Start Provided material

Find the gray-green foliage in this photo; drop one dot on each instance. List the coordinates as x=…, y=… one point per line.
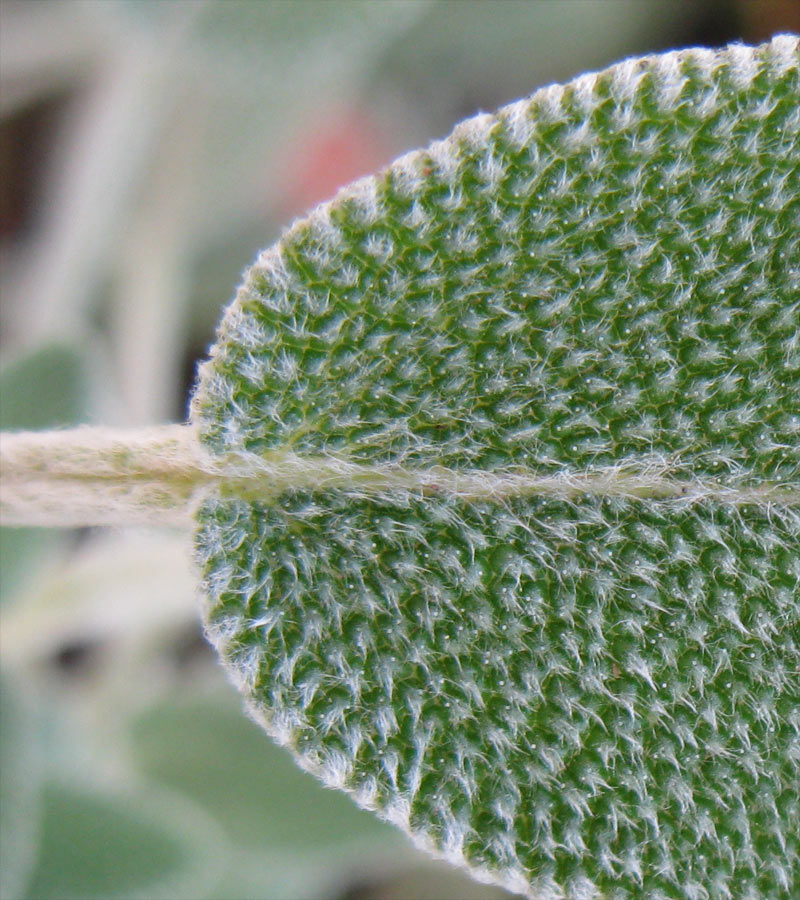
x=562, y=646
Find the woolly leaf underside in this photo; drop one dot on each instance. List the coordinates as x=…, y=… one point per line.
x=575, y=693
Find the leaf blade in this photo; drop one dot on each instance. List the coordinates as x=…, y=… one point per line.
x=549, y=690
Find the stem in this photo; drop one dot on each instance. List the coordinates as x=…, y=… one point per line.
x=100, y=476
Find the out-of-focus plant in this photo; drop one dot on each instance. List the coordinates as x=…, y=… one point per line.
x=496, y=473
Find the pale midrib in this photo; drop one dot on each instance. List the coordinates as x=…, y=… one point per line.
x=97, y=476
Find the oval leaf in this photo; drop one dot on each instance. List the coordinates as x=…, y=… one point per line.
x=513, y=550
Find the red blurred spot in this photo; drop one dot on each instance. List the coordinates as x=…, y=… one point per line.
x=332, y=152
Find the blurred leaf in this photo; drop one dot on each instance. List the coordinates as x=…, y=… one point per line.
x=20, y=778
x=210, y=752
x=101, y=846
x=43, y=389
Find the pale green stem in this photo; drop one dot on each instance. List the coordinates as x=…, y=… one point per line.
x=102, y=476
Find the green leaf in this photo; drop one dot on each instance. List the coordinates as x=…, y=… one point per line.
x=519, y=564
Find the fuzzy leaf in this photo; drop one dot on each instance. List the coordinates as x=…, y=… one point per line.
x=519, y=567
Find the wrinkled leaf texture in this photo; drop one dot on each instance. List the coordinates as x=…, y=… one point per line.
x=549, y=624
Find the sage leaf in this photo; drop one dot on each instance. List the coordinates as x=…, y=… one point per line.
x=513, y=551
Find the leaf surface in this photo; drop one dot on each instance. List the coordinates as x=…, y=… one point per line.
x=519, y=563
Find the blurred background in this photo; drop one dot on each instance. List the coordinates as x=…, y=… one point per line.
x=148, y=150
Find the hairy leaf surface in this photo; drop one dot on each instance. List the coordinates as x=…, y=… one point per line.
x=519, y=563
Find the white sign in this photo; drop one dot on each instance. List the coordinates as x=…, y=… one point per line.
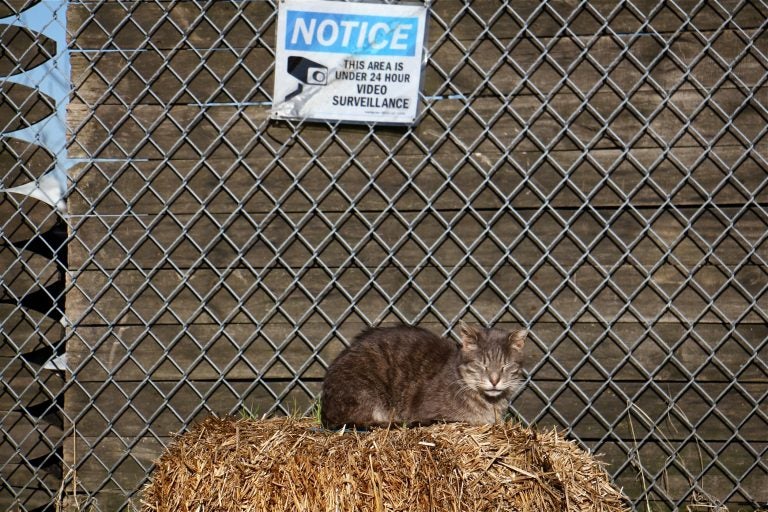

End Provided material

Your instructions:
Collect each line of the material above that includes the word "green".

Response:
Find the gray-green foliage in this photo; drop one dot on each instance. List the coordinates as x=…, y=… one point per line.
Find the pale green stem in this photo; drop one dot on each instance. List the coordinates as x=…, y=… one point per line.
Find the green leaf in this photo; drop one dot on each instance. List the coordinates as x=…, y=… one point per line.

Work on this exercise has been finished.